§ **Problem requirements**: Tally the lines in the items below that contain the string "sock", and give only that number.
======== Data for this exercise ========
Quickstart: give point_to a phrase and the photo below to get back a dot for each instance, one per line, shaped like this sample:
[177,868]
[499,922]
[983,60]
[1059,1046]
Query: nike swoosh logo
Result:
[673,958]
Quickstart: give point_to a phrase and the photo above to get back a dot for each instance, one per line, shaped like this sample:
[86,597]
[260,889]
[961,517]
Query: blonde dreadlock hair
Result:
========
======== Data for this exercise ========
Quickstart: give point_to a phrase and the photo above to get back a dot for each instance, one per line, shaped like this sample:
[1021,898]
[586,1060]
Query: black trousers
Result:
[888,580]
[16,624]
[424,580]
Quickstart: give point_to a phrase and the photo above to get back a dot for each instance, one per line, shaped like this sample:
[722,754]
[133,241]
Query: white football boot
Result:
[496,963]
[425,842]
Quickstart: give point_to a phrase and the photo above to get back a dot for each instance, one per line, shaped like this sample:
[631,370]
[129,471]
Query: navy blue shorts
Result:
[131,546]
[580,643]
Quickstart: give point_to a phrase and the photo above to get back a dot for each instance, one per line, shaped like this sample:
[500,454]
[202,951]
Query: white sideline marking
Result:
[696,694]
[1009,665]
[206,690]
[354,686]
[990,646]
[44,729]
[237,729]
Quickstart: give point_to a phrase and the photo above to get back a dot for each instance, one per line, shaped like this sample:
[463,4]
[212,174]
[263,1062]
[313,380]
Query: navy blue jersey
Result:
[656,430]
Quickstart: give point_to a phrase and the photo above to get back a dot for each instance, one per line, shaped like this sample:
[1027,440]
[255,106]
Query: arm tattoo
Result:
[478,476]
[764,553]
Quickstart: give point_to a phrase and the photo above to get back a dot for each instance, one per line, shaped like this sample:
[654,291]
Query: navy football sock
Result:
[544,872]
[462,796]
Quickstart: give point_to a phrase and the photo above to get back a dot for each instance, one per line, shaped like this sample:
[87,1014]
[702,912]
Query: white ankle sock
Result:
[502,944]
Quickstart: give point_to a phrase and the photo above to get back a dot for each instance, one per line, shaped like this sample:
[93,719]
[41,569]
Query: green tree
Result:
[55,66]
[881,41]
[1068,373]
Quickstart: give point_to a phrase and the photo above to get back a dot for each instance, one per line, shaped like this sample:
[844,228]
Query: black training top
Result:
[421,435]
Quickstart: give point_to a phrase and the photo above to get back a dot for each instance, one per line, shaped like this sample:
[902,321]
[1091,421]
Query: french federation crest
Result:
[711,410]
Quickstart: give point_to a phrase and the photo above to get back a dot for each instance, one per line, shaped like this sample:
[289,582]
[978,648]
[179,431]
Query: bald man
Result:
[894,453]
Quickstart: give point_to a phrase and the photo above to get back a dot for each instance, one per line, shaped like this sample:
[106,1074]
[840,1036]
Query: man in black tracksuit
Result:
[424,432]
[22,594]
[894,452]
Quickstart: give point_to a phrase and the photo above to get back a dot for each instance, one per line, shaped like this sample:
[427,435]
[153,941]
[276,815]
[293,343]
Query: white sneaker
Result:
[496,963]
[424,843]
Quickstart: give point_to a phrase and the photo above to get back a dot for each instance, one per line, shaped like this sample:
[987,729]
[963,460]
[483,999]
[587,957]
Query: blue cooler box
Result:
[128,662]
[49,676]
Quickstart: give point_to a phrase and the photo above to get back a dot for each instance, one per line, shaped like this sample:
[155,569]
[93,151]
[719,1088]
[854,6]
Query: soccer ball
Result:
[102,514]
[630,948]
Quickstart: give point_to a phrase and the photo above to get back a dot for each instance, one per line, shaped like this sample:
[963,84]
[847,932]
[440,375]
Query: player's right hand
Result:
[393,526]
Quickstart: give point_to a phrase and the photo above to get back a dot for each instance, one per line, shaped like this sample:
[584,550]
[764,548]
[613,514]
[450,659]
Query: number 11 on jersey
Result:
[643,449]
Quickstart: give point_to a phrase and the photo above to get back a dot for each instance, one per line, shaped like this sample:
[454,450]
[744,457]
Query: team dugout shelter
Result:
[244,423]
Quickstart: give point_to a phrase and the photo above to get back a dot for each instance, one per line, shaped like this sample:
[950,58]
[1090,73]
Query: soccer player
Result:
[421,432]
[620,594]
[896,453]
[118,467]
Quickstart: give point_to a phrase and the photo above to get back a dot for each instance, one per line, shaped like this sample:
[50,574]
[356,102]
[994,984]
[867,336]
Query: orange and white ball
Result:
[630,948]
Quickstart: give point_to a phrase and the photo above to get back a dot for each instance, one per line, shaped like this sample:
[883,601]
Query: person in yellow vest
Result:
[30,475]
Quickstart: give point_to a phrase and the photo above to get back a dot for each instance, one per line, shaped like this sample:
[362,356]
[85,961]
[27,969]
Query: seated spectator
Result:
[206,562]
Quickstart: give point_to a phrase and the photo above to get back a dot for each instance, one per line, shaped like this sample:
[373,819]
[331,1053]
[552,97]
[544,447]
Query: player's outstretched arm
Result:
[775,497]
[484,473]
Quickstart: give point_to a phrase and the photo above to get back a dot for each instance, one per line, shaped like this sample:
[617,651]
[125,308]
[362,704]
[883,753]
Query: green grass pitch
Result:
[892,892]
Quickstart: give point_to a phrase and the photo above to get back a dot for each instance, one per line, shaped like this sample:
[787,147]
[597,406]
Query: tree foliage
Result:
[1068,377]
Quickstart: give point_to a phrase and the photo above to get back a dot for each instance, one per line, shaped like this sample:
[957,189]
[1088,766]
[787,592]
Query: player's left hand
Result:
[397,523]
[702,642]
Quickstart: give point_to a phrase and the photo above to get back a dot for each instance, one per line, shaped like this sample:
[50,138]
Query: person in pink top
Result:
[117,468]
========
§ **The answer**: 2